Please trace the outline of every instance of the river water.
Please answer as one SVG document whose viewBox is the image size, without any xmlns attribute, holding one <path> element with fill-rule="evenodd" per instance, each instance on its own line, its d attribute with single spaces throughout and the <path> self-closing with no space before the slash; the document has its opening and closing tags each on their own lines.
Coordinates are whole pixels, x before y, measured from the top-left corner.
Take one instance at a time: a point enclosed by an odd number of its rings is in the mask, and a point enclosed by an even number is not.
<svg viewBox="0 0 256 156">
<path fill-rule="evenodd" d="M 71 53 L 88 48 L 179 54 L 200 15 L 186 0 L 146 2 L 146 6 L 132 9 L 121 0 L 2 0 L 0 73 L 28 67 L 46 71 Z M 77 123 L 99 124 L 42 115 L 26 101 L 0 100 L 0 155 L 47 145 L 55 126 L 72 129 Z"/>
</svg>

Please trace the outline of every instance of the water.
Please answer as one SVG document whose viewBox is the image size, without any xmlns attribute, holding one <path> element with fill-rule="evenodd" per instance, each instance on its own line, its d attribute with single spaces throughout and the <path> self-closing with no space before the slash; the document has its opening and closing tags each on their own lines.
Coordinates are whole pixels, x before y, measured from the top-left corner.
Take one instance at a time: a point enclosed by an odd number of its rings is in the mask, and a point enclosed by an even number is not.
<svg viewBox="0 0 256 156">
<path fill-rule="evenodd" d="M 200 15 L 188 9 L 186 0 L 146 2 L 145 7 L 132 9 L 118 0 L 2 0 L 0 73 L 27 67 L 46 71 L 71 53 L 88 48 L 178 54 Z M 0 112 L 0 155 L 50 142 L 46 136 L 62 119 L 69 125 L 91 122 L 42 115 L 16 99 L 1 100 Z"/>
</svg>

• _Prompt_: Copy every line of the records above verbatim, with nothing added or changed.

• _Task solution_:
Please trace the outline of every instance of the river water.
Please answer as one SVG document whose viewBox is the image size, without any xmlns attribute, holding one <path> element with fill-rule="evenodd" per instance, each instance on its own line, its d attribute with single spaces throughout and the <path> self-closing with no space before the slash; the document has its opening and closing tags each on their own lines.
Coordinates are whole pixels, x before y, measured from the top-left corner.
Take one instance at a time: a point enclosed by an odd number of its rings is in the mask, and a point enclosed by an even number is not.
<svg viewBox="0 0 256 156">
<path fill-rule="evenodd" d="M 71 53 L 88 48 L 179 54 L 200 15 L 186 0 L 146 2 L 146 6 L 132 9 L 121 0 L 2 0 L 0 73 L 28 67 L 46 71 Z M 77 123 L 99 124 L 42 115 L 26 101 L 0 100 L 0 155 L 47 145 L 55 126 L 72 129 Z"/>
</svg>

Please trace the outline of every instance of the water.
Please answer as one SVG document whose viewBox is the image size, without any xmlns attribute, holding one <path> element with fill-rule="evenodd" per instance, each instance on its own line, its d attribute with single spaces throughout and the <path> self-closing with no space before the slash; the document has its opening and closing tags each on their own lines.
Coordinates are whole pixels, x before y, measured from the top-left corner.
Take one instance at a time: a point enclosed by an odd number of its rings is in the mask, and a point enclosed by an even number is not.
<svg viewBox="0 0 256 156">
<path fill-rule="evenodd" d="M 200 15 L 188 9 L 186 0 L 146 2 L 145 7 L 132 9 L 118 0 L 2 0 L 0 73 L 27 67 L 46 71 L 71 53 L 88 48 L 178 54 Z M 0 112 L 0 155 L 50 142 L 46 136 L 62 119 L 69 125 L 91 122 L 42 115 L 16 99 L 1 100 Z"/>
</svg>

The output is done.